Quoted passage:
————

Unnatural Causes: Is Inequality Making Us Sick?
Thursdays at 10 p.m.
on WKAR-23
New Series Asks if Inequality Is Making Us Sick
What’s happening to our health? While we pour more and more money into drugs, dietary supplements and new medical technologies, a groundbreaking new documentary series crisscrosses the country investigating the findings that are shaking up conventional beliefs about what really makes us healthy — or sick. It turns out there’s much more to our health than health care, bad habits or unlucky genes. There’s a hidden killer in plain view: the social, economic and physical environments in which we are born, live and work profoundly affect our well-being and longevity.
Unnatural Causes: Is Inequality Making Us Sick? airs Thursdays, March 27-April 17, at 10 p.m.
The four-hour series coincides with the presidential election-year debates regarding the estimated 47 million Americans who lack health coverage. But Unnatural Causes goes further, asking what makes us ill in the first place. The series probes why one’s economic status, race and zip code are even more powerful predictors of health and life expectancy than smoking.
Each episode sheds light on the mounting evidence that work, wealth, neighborhood conditions and lack of access to power and resources can get under the skin and disrupt human biology as surely as germs and viruses. Experts and public health professionals emphasize that because these conditions are distributed unequally, so are patterns of chronic disease: e.g., heart disease, stroke, diabetes, asthma, even some cancers.
The series reveals a continuous health gradient tied to wealth. Life is longer and healthier at the top. At each step down the socioeconomic ladder — from the rich to the middle class to the poor — people tend to be sicker and die sooner. The least affluent die on average six-and-a-half years earlier than the rich. But even middle-income people die more than two years sooner than those at the top. Poorer smokers face higher mortality risks than rich smokers.

————

Provided material:
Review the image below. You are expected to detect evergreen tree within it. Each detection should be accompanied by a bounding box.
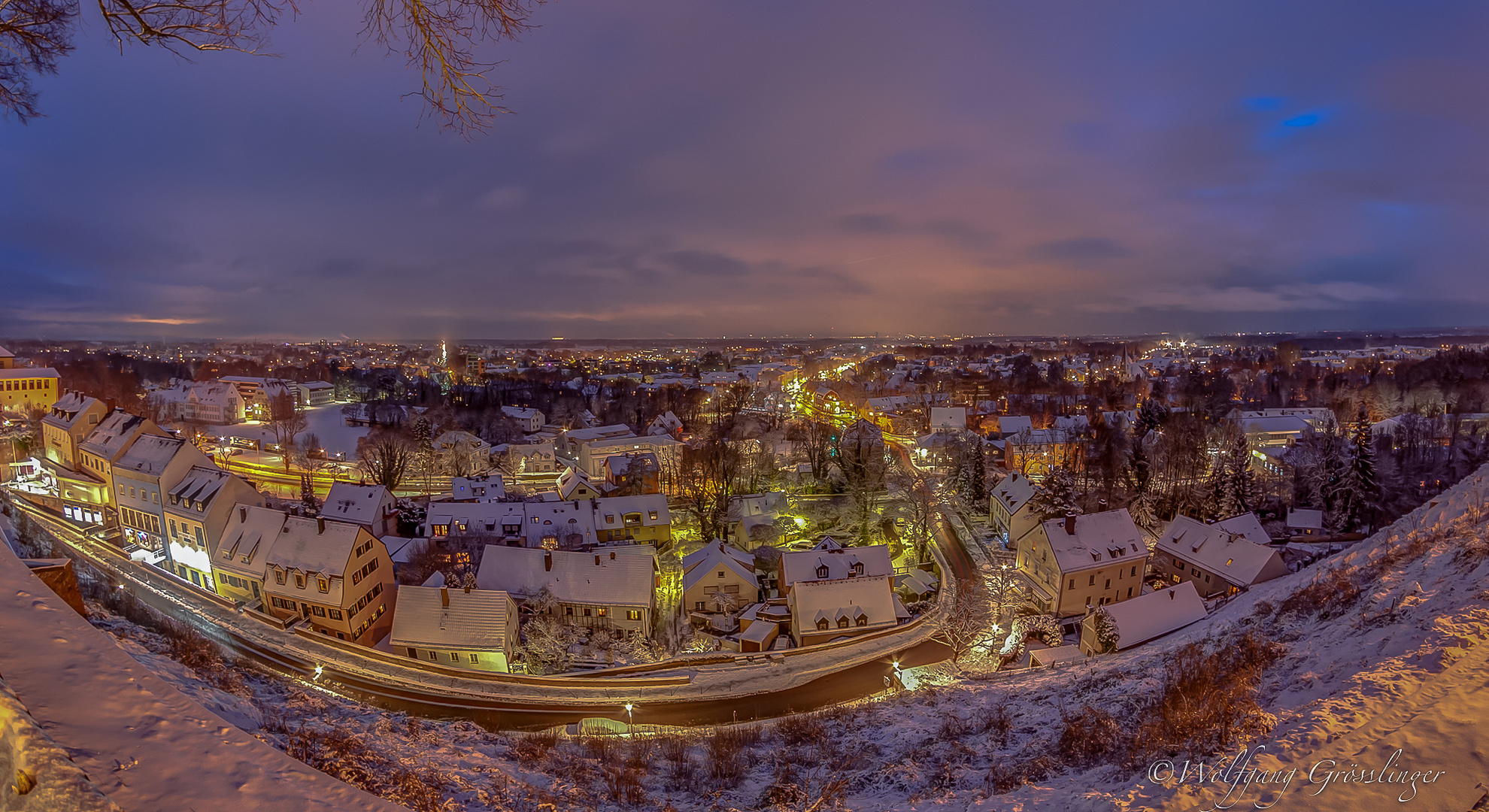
[1029,466,1082,520]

————

Directions:
Output the full text of the Unnatural Causes series announcement, word for word, with nothing changed. The data here was taken from a separate source.

Solved exercise:
Unnatural Causes: Is Inequality Making Us Sick?
Thursdays at 10 p.m.
on WKAR-23
New Series Asks if Inequality Is Making Us Sick
What’s happening to our health? While we pour more and more money into drugs, dietary supplements and new medical technologies, a groundbreaking new documentary series crisscrosses the country investigating the findings that are shaking up conventional beliefs about what really makes us healthy — or sick. It turns out there’s much more to our health than health care, bad habits or unlucky genes. There’s a hidden killer in plain view: the social, economic and physical environments in which we are born, live and work profoundly affect our well-being and longevity.
Unnatural Causes: Is Inequality Making Us Sick? airs Thursdays, March 27-April 17, at 10 p.m.
The four-hour series coincides with the presidential election-year debates regarding the estimated 47 million Americans who lack health coverage. But Unnatural Causes goes further, asking what makes us ill in the first place. The series probes why one’s economic status, race and zip code are even more powerful predictors of health and life expectancy than smoking.
Each episode sheds light on the mounting evidence that work, wealth, neighborhood conditions and lack of access to power and resources can get under the skin and disrupt human biology as surely as germs and viruses. Experts and public health professionals emphasize that because these conditions are distributed unequally, so are patterns of chronic disease: e.g., heart disease, stroke, diabetes, asthma, even some cancers.
The series reveals a continuous health gradient tied to wealth. Life is longer and healthier at the top. At each step down the socioeconomic ladder — from the rich to the middle class to the poor — people tend to be sicker and die sooner. The least affluent die on average six-and-a-half years earlier than the rich. But even middle-income people die more than two years sooner than those at the top. Poorer smokers face higher mortality risks than rich smokers.